*What needs to be done*. Repeat word for word the part of the data below that starts with the line containing "Teacher note to the class: pick out the line" and runs through the end of the data, keeping both of those lines.

*Provided material*.
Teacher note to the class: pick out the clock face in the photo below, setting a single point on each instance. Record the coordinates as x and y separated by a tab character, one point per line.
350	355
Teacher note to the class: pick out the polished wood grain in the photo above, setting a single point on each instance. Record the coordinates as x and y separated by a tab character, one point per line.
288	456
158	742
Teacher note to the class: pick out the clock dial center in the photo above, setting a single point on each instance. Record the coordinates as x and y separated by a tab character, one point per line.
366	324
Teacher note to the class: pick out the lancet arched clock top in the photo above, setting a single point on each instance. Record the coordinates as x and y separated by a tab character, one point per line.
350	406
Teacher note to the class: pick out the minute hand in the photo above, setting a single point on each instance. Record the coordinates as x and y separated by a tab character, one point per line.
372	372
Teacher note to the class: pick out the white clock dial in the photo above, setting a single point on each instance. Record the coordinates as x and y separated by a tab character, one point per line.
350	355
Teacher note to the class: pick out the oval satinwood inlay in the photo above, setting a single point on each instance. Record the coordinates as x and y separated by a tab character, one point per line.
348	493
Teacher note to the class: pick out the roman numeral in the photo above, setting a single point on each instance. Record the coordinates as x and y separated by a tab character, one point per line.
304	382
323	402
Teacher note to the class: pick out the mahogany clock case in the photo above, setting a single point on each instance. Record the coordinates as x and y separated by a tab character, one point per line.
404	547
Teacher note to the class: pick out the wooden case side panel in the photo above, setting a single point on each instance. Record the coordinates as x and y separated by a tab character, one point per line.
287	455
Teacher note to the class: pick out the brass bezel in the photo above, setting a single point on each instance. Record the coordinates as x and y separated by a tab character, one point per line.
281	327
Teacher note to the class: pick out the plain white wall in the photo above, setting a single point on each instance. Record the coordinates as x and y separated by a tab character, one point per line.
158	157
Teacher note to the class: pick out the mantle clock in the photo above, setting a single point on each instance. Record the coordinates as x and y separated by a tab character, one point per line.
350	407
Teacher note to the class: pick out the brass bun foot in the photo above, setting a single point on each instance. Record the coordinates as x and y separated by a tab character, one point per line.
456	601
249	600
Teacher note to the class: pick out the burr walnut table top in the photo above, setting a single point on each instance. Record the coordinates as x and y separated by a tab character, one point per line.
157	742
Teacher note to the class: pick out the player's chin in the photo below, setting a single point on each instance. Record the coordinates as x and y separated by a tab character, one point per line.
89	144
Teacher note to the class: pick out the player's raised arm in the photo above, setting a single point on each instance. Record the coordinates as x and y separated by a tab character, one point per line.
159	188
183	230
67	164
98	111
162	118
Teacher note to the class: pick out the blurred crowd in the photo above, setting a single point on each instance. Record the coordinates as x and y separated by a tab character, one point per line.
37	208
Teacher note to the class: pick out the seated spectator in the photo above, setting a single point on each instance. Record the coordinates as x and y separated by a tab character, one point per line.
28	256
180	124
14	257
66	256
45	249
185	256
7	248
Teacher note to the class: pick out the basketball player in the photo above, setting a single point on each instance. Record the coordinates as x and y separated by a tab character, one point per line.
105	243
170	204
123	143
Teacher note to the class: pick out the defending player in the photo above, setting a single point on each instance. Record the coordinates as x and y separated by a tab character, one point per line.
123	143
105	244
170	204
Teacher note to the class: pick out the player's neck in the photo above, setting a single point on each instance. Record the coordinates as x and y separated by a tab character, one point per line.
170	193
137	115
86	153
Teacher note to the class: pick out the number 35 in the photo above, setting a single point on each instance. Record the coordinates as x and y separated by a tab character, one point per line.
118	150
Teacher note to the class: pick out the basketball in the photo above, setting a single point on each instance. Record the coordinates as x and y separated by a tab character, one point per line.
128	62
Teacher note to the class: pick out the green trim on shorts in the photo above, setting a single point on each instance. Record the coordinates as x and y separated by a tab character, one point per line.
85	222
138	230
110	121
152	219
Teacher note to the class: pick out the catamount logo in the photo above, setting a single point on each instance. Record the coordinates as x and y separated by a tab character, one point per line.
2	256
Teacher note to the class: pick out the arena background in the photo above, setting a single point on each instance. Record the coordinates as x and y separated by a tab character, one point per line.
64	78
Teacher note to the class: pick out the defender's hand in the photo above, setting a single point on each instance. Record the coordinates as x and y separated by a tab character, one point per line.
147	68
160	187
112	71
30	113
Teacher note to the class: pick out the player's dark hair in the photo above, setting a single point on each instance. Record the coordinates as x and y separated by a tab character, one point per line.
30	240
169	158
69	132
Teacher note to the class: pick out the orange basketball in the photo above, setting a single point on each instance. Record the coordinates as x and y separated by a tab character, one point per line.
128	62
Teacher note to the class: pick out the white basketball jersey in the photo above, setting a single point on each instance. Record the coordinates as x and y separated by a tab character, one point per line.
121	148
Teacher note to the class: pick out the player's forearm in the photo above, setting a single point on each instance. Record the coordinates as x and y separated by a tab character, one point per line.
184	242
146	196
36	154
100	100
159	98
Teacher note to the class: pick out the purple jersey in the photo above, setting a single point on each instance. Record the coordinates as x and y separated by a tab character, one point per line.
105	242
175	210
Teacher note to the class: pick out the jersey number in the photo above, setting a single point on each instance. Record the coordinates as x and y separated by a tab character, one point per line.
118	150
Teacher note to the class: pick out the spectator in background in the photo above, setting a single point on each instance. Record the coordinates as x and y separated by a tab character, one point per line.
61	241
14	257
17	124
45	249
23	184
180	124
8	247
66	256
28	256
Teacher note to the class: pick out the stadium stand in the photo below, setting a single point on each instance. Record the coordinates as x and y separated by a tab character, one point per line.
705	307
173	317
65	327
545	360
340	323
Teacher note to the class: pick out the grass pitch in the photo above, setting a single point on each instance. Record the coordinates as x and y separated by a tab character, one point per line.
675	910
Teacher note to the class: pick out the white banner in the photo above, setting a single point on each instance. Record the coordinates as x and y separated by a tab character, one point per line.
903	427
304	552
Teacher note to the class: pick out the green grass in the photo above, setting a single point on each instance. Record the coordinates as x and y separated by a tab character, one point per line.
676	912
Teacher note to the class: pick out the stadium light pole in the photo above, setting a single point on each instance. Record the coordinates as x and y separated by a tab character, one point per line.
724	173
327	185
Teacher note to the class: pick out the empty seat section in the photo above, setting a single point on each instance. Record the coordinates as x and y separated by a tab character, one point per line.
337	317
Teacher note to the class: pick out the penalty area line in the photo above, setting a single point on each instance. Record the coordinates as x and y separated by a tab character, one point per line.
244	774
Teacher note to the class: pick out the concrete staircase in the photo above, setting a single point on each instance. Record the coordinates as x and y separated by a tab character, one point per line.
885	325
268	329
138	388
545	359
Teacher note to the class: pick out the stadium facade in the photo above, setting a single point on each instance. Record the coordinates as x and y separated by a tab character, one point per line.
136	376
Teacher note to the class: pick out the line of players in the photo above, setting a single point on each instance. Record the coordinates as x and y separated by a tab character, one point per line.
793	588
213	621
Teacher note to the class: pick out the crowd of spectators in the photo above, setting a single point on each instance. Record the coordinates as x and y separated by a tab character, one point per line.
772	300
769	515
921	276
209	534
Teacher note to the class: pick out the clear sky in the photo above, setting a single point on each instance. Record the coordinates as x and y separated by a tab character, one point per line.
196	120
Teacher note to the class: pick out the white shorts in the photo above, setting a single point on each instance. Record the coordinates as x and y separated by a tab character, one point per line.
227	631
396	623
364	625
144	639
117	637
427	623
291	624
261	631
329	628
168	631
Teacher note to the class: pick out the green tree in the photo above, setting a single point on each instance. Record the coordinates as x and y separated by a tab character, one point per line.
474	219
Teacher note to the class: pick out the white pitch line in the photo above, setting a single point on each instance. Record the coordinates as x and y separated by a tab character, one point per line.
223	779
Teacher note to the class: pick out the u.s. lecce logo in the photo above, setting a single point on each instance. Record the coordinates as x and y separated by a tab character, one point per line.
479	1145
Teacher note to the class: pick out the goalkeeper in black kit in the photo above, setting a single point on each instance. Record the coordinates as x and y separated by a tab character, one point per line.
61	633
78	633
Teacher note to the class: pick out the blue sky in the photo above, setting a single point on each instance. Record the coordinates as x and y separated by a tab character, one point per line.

*Task output*.
Teacher note to the class: pick out the line of players in the photo above, setting a single point on each instance. Record the coordinates as x and y separated by a tab character, one point per line.
793	588
213	621
Teacher note to the class: pick out the crowd of spectators in the photo above, setting a single point on each instance. Record the coordinates as x and y separated by a tab character, one point per line.
772	300
769	515
921	276
209	534
Teacher note to the class: pick out the clear sky in the photo above, setting a single point on each instance. Record the coordinates as x and y separated by a tab character, one point per line.
196	120
Teacher note to the class: pick out the white shorts in the photo above, setting a single point on each instance. Record the coordinates as x and y separated by a tab character, one point per line.
227	631
396	623
364	625
144	639
117	637
427	623
291	624
261	631
329	628
168	631
Teacher note to the class: pick out the green tree in the photo above, setting a single point on each instance. Record the coordinates as x and y separated by a tab character, one point per line.
474	219
Teacher note to the class: pick out the white pitch line in the photo above, setting a single point on each instance. Record the coordinates as x and y separated by a tab character, one point per line.
223	779
Teacher note to the class: pick out the u.s. lecce logo in the photo above, setting a single point on each instance. Record the coordinates as x and y separated by a tab character, one point per line.
479	1145
Teacher note to the class: pick out the goalkeeper in black kit in the photo above, setting a single point on each instance. Record the coordinates as x and y separated by a tab character, one point per line.
61	633
78	633
Teacher note to the class: pick out the blue sky in the photo above, setting a single point on each instance. Record the coordinates as x and y separated by a tab character, one point per line.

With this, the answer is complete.